An easy example is Jairus' daughter (5:35-43). "If we had only Mark," then it wouldn't even occur to anybody that Jesus raised her from the dead.

Jesus says otherwise as clearly as is possible in human language (but as with all human utterances, the listener can always say, "Oh, he was speaking figuratively."). It is a major plot point in Mark that the disciples do not understand what the phrase "raising from the dead" might mean ("Oh, but Mark wants to make the disciples into cartoon characters - morons who can't figure out what the phrase means, which is reasonably WYSIWYG, even when the three brightest among them witness a worked example first-hand").

We pretty much know the problem lies in the interpretation, not on the page, because of the "difficult exorcism" at 9:14-27, expecially the last three verses:
When Jesus saw that a multitude came running together, he rebuked the unclean spirit, saying to him, “You mute and deaf spirit, I command you, come out of him, and never enter him again!” After crying out and convulsing him greatly, it came out of him. The boy became like one dead, so much that most of them said, “He is dead.” But Jesus took him by the hand and raised him up; and he arose.
The textual evidence favoring the boy having briefly been dead is at least as good as for the girl. The three disciples who witnessed Jesus with the girl have arrived on the scene with Jesus just before this exorcism. Wow, Peter James and John must really have been morons to fail to understand death-raising when they've seen not merely one but two examples!

AIM 1 - Return each line of the entries below that contains the string "trunk".

PROVIDED DATA -
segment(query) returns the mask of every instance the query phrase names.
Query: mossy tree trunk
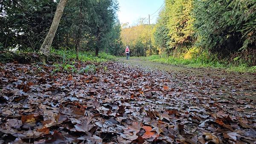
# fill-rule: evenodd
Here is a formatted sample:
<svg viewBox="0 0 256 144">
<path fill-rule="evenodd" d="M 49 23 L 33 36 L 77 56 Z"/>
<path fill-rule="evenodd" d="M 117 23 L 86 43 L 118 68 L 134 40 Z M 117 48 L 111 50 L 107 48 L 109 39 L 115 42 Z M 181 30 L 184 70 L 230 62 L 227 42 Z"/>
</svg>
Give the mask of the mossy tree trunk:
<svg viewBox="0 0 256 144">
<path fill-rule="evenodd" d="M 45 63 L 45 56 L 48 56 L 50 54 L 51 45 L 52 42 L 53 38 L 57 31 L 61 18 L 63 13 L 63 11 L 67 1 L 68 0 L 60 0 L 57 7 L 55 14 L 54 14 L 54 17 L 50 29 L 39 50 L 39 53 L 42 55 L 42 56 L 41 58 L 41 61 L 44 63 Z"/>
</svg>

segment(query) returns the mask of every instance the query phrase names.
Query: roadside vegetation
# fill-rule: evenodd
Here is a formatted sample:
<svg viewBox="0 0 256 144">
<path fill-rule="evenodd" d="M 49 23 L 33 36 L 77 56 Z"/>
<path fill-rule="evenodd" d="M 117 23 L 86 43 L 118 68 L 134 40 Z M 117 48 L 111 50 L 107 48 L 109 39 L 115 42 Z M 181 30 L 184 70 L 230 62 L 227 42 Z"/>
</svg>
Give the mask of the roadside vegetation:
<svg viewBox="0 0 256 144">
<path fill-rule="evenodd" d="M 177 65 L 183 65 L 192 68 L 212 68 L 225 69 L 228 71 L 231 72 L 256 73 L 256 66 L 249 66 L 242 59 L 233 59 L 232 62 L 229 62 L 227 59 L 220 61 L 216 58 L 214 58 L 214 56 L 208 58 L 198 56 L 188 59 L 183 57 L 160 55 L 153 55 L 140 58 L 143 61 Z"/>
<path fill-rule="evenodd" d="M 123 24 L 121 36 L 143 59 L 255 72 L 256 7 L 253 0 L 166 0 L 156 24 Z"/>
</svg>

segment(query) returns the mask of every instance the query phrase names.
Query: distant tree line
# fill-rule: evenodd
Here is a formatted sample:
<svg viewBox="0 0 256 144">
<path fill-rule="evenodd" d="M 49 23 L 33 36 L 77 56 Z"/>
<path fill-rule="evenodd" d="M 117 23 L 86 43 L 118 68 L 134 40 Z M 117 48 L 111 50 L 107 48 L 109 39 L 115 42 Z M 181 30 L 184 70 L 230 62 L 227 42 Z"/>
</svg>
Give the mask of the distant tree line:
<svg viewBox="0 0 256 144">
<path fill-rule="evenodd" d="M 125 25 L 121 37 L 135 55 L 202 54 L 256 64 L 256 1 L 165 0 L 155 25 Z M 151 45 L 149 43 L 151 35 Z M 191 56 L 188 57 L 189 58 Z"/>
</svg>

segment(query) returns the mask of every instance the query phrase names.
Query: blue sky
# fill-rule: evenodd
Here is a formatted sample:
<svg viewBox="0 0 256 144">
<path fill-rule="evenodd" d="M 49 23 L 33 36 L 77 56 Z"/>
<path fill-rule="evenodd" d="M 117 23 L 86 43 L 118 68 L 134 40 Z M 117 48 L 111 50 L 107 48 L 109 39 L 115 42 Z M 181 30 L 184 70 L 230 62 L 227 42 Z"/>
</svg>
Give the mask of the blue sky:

AIM 2 - Name each disciple mentioned by name in the passage on Jesus raising the dead.

EXERCISE ANSWER 1 -
Query: mossy tree trunk
Give the mask of the mossy tree trunk:

EXERCISE ANSWER 2 - Peter, James, John